▶ [ACTIVITY]:
Across the data below, state how many lines hold "holding", and reply with nothing but that number.

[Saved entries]
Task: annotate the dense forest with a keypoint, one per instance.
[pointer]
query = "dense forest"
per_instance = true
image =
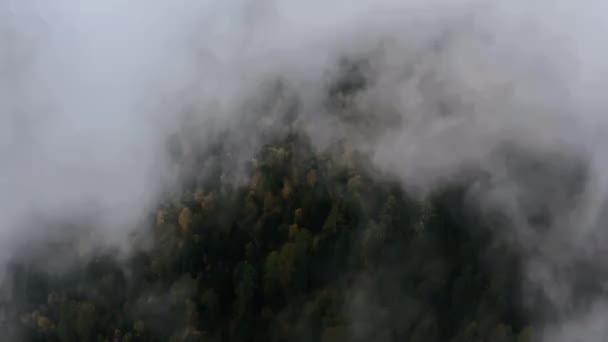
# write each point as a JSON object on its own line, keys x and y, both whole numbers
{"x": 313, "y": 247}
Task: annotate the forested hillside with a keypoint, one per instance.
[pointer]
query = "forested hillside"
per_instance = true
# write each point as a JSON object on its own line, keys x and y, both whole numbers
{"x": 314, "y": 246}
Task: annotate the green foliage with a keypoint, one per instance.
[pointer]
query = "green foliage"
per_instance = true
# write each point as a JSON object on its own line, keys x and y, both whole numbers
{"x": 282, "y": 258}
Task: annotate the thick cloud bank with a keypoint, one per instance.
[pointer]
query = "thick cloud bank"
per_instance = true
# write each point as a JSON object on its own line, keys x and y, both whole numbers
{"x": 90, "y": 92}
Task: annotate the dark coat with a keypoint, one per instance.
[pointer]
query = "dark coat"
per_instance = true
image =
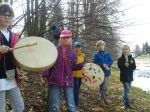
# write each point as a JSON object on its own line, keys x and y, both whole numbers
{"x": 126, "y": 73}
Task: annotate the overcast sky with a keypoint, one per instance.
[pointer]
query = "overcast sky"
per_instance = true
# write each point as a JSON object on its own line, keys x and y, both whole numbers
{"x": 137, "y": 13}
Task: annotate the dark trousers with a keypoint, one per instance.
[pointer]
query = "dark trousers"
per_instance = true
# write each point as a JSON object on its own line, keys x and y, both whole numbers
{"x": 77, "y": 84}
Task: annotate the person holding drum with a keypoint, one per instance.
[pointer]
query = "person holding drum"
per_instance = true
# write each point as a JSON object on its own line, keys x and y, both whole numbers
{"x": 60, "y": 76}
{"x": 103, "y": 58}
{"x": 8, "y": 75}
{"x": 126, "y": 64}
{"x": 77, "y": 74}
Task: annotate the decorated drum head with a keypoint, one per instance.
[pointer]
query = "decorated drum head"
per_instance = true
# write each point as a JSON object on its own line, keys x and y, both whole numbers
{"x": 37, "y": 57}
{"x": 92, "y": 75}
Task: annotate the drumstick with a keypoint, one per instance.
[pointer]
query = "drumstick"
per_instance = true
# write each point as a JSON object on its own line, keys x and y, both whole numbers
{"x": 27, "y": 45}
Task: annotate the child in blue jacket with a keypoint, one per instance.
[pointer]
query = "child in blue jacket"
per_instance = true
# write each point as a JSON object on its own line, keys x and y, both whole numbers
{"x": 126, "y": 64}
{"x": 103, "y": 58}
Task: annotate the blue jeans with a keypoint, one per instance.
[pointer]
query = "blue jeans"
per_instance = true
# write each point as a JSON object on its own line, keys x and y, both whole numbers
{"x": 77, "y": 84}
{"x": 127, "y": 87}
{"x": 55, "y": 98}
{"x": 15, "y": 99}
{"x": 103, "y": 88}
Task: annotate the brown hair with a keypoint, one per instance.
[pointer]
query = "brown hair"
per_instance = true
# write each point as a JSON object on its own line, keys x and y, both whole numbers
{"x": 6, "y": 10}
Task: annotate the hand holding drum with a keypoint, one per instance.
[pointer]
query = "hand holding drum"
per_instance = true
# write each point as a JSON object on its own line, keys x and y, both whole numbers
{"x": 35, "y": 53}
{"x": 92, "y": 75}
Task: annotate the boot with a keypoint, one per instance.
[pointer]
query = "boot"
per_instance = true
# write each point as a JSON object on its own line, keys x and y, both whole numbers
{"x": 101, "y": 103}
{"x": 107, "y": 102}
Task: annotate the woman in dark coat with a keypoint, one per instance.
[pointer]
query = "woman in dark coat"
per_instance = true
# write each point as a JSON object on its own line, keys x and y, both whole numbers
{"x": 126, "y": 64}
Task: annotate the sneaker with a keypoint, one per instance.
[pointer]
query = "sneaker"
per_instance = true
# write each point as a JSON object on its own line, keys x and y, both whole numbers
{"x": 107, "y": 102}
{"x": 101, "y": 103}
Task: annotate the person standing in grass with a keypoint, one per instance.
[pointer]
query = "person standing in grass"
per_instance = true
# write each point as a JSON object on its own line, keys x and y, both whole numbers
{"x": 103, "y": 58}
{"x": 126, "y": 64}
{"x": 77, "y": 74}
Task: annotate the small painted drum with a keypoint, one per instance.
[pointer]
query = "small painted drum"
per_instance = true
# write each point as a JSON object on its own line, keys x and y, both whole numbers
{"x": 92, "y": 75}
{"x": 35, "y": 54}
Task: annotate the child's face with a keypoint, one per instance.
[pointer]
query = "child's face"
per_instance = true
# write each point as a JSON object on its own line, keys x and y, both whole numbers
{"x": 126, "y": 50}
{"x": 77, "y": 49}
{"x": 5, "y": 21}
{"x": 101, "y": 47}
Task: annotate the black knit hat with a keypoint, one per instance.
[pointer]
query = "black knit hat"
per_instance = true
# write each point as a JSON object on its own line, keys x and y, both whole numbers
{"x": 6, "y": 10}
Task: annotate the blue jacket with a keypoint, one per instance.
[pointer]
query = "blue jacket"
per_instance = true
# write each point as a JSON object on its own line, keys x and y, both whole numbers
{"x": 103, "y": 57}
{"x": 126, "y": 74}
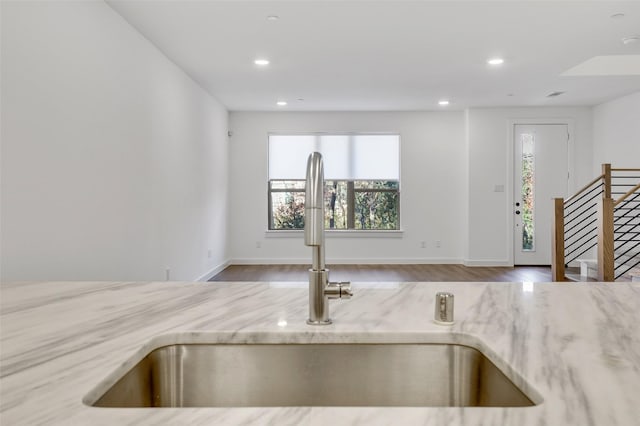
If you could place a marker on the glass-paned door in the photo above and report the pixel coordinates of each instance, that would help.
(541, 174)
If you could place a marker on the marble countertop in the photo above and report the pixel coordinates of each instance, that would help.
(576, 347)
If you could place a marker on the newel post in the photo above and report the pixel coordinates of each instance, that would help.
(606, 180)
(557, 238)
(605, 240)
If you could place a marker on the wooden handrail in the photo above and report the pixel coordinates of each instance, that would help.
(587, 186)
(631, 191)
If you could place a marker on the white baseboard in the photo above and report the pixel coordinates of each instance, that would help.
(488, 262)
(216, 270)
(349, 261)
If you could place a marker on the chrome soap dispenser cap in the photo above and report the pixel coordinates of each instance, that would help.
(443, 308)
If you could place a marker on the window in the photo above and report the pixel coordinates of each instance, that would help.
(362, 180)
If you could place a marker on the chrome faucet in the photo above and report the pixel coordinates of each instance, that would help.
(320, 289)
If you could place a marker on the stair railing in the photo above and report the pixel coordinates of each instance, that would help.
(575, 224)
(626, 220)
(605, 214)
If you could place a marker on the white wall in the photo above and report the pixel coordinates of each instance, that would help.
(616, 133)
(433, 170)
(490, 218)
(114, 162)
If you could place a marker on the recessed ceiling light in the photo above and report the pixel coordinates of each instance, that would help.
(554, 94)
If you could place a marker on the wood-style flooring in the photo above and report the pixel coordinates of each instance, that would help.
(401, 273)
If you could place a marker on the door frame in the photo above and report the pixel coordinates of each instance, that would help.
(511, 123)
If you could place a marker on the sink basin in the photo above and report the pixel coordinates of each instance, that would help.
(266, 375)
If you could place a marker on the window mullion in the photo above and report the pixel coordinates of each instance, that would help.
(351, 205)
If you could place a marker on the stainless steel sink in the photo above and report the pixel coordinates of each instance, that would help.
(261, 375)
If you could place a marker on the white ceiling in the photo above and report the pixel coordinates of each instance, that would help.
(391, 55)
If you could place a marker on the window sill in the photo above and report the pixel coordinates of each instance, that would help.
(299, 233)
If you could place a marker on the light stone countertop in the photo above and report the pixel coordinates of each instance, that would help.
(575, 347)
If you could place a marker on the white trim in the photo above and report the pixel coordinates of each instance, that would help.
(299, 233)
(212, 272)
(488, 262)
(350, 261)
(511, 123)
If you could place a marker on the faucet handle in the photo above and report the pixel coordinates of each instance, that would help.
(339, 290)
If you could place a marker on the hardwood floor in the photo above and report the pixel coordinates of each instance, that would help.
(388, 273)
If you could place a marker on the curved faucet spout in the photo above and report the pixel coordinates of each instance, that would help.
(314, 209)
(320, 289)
==
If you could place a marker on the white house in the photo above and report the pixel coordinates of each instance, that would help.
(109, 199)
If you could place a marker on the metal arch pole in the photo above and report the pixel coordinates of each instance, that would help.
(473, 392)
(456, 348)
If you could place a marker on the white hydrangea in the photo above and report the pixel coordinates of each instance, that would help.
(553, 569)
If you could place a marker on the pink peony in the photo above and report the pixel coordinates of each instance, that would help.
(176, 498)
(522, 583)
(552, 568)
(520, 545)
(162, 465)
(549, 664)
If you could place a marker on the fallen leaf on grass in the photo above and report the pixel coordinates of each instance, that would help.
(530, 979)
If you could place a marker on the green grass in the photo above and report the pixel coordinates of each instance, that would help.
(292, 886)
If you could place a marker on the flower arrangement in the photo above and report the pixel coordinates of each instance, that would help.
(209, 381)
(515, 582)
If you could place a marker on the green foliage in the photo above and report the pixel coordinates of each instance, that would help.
...
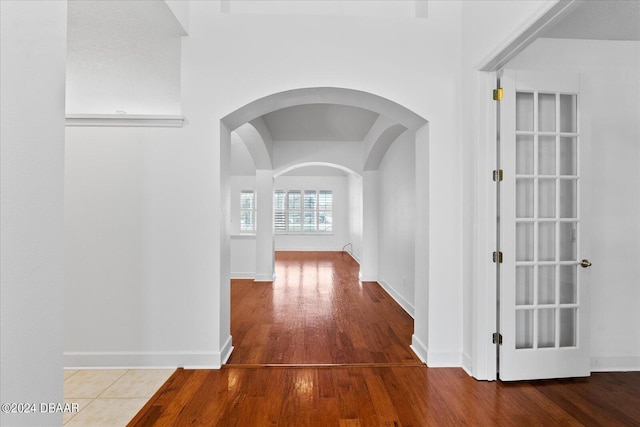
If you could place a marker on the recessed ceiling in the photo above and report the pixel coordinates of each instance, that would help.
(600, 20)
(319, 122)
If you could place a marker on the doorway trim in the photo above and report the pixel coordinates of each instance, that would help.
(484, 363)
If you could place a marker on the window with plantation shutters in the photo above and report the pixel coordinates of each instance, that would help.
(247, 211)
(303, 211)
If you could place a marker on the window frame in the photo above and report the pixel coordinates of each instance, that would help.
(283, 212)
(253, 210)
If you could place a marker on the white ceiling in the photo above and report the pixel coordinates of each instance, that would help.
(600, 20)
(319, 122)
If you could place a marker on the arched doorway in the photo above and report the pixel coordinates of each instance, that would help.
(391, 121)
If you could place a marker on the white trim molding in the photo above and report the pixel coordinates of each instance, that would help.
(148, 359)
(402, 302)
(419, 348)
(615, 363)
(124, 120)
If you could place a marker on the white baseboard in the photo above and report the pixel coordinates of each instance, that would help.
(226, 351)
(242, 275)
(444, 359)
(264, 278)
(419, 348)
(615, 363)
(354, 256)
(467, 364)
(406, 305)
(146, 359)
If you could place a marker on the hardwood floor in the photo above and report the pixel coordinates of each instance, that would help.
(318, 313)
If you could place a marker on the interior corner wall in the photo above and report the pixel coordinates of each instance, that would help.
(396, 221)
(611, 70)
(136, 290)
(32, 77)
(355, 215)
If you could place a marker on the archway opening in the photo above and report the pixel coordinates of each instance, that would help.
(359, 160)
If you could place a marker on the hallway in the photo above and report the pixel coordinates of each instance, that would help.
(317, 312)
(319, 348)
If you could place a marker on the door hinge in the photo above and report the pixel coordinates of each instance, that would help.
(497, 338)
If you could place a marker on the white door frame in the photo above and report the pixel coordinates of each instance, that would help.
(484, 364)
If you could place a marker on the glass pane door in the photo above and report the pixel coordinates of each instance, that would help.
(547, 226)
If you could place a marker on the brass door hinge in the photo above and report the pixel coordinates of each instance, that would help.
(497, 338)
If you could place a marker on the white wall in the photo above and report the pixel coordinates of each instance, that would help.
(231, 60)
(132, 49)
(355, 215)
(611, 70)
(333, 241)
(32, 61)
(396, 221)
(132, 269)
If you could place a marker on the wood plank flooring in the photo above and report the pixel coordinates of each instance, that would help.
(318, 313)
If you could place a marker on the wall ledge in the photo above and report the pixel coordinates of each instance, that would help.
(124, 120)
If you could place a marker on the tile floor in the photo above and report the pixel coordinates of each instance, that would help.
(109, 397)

▶ [EXPECTED ANSWER]:
4